• Tugas
**a)** Ringkas paragraf dalam kutipan teks yang diawali "Masalah yang sudah cukup lama menggantung" menjadi daftar berpoin yang memuat fakta-fakta utamanya.
**b)** Menurut kutipan teks, berapa persen potensi panas bumi dunia yang ada di Indonesia?
**c)** Tuliskan kembali bagian kutipan teks dari "Masalahnya bukan semata" sampai "pasokan air terjamin.", termasuk kedua ujungnya.

• Kutipan teks
Mempercepat
Pengusahaan Panas Bumi
Brian
Yuliarto ; Dosen Teknik Fisika ITB, Aktif di Indonesia Energy
Institute (Indeni)
SUMBER
: SUARA
KARYA, 28 Mei 2012
Dari 28 gigawatt potensi panas bumi di Indonesia atau 40 persen
dari total dunia, hanya kurang dari sepersepuluh yang telah dimanfaatkan.
Masalahnya bukan semata karena menyangkut teknis, namun - tanpa bermaksud
menyalahkan pemangku kebijakan - rasa-rasanya memang diperlukan fokus dan
terobosan untuk menyelesaikan kendala-kendala yang menghadang pengusahaan panas
bumi.
Masalah yang sudah cukup lama menggantung adalah lahan. Secara
sekilas, ruang yang dibutuhkan untuk membangun berbagai fasilitas dan sarana
produksi memang tidak banyak. Namun, pada dasarnya pengusahaan panas bumi
memerlukan lahan yang cukup luas, antara lain sebagai lahan penyangga. Salah
satu faktornya, dibutuhkan air dalam jumlah yang cukup besar. Karena itu, harus
diperhitungkan kelestarian lingkungan sekitar agar pasokan air terjamin.

• Baris
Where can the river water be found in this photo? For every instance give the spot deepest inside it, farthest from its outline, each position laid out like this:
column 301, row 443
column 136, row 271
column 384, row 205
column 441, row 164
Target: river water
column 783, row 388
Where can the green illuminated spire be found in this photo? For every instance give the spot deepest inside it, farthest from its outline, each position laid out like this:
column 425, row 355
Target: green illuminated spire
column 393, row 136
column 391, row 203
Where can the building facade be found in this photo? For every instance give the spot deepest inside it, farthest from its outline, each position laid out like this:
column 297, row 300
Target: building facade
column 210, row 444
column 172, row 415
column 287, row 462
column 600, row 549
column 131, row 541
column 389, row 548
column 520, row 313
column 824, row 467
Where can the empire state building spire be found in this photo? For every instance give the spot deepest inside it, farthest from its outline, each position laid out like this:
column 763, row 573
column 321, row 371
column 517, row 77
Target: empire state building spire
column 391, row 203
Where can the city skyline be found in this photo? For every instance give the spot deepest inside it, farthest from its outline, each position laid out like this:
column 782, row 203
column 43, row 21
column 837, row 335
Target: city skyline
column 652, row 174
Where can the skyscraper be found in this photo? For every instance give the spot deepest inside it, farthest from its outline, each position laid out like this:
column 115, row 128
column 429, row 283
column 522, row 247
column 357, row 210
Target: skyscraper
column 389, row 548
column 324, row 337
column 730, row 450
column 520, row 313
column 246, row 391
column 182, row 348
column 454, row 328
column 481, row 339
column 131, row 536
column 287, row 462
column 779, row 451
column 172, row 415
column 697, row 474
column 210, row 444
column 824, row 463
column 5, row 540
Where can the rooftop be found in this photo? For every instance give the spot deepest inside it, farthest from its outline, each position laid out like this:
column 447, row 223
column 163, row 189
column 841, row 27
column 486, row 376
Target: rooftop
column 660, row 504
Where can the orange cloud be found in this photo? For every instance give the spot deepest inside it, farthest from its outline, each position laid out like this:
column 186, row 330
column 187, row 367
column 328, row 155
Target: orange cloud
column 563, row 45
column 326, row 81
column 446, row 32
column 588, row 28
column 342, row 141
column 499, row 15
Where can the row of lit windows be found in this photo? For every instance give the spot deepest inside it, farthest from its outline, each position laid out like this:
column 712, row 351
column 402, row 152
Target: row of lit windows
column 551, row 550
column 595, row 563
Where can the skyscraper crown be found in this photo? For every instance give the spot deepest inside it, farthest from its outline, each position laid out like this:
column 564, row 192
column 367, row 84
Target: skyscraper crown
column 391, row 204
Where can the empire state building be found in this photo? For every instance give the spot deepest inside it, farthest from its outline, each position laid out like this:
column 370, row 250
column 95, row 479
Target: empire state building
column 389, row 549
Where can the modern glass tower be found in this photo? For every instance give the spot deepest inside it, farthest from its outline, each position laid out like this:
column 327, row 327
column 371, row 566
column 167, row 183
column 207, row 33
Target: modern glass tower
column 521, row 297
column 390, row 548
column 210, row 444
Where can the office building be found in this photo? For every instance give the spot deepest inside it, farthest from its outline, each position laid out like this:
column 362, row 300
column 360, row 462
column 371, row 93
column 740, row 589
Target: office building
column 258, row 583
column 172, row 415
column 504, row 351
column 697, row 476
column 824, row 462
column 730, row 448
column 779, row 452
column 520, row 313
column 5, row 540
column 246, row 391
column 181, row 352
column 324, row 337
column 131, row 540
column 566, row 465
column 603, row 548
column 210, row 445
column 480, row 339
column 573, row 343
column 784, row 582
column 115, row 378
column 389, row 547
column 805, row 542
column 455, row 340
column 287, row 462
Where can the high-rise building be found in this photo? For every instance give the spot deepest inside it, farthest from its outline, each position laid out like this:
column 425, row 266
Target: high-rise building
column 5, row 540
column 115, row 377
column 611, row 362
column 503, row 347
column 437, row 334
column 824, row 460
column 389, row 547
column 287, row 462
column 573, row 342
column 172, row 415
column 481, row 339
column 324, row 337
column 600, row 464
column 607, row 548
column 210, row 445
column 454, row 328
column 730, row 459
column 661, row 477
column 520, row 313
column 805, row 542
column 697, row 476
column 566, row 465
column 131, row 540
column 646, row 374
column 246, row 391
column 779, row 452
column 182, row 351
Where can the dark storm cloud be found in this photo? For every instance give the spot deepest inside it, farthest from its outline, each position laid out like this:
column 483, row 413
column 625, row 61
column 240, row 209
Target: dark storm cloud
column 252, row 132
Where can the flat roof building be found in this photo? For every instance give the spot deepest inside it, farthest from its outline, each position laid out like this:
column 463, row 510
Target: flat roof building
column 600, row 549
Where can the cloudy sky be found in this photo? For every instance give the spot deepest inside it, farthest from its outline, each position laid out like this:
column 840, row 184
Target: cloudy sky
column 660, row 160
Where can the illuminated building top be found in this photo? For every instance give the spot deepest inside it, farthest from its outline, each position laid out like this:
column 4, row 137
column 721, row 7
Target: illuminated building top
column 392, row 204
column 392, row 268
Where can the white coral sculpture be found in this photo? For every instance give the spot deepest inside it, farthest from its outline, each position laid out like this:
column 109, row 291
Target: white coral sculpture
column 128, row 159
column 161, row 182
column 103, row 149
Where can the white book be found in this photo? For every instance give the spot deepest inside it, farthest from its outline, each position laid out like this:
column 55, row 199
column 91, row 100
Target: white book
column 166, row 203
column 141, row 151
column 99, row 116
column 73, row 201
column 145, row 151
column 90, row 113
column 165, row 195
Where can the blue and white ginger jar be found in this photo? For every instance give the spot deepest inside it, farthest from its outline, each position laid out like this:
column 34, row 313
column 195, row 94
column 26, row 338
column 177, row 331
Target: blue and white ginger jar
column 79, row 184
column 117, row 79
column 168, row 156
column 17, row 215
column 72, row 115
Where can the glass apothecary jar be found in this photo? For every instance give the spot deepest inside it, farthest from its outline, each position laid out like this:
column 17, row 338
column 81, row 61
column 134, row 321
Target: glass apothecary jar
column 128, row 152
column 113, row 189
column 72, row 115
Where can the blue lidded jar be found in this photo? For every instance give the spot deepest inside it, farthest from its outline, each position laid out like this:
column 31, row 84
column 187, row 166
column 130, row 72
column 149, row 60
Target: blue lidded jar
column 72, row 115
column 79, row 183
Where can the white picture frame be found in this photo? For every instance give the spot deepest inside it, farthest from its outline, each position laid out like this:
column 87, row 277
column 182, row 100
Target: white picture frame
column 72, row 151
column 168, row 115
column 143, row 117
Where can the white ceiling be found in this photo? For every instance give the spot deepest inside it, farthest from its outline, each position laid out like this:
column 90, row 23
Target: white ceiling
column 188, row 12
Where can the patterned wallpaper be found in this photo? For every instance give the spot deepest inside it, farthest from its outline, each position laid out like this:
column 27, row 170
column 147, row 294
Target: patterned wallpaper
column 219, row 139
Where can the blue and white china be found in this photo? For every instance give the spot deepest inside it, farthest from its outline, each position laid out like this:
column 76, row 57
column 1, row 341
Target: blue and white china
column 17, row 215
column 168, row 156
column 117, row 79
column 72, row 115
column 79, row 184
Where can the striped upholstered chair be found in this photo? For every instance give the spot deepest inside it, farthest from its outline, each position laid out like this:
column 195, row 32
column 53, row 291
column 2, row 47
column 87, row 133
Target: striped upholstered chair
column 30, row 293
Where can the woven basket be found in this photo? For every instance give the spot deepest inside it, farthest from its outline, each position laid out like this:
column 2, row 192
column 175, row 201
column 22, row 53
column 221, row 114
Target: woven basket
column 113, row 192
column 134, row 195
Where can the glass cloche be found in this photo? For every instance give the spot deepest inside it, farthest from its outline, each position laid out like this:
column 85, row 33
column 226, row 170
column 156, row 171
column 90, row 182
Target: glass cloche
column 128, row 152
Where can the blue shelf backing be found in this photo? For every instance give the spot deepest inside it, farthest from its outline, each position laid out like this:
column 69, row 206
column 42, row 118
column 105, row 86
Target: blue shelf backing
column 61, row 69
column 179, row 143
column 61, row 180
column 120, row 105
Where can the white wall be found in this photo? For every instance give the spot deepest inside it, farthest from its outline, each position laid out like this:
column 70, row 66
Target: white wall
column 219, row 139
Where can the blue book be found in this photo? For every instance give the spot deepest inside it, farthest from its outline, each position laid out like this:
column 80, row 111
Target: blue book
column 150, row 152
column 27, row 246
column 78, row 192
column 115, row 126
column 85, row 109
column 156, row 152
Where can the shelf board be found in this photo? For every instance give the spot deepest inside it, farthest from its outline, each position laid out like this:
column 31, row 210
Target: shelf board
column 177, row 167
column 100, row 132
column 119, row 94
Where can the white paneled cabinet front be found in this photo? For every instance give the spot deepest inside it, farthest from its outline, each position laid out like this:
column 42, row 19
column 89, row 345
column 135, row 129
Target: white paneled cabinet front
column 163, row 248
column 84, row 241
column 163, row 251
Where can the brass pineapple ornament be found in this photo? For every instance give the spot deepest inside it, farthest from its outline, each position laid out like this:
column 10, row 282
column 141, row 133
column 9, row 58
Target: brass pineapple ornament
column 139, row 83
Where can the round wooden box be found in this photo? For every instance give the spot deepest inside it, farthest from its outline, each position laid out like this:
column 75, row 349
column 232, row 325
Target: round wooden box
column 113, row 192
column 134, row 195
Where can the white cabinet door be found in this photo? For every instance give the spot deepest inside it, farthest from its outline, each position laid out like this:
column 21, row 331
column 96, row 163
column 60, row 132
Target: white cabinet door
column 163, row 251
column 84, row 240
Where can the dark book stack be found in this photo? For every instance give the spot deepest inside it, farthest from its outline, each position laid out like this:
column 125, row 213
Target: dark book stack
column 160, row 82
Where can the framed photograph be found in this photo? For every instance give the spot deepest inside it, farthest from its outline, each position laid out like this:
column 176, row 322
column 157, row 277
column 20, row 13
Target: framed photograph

• Jawaban di bawah
**a)**
- Masalah lahan sudah cukup lama belum terselesaikan.
- Sekilas, ruang untuk fasilitas dan sarana produksi memang tidak banyak.
- Pada dasarnya, pengusahaan panas bumi memerlukan lahan yang cukup luas, antara lain sebagai lahan penyangga.
- Salah satu faktornya adalah kebutuhan air dalam jumlah yang cukup besar.
- Karena itu, kelestarian lingkungan sekitar harus diperhitungkan agar pasokan air terjamin.

**b)** 40 persen.

**c)**
Masalahnya bukan semata karena menyangkut teknis, namun - tanpa bermaksud
menyalahkan pemangku kebijakan - rasa-rasanya memang diperlukan fokus dan
terobosan untuk menyelesaikan kendala-kendala yang menghadang pengusahaan panas
bumi.
Masalah yang sudah cukup lama menggantung adalah lahan. Secara
sekilas, ruang yang dibutuhkan untuk membangun berbagai fasilitas dan sarana
produksi memang tidak banyak. Namun, pada dasarnya pengusahaan panas bumi
memerlukan lahan yang cukup luas, antara lain sebagai lahan penyangga. Salah
satu faktornya, dibutuhkan air dalam jumlah yang cukup besar. Karena itu, harus
diperhitungkan kelestarian lingkungan sekitar agar pasokan air terjamin.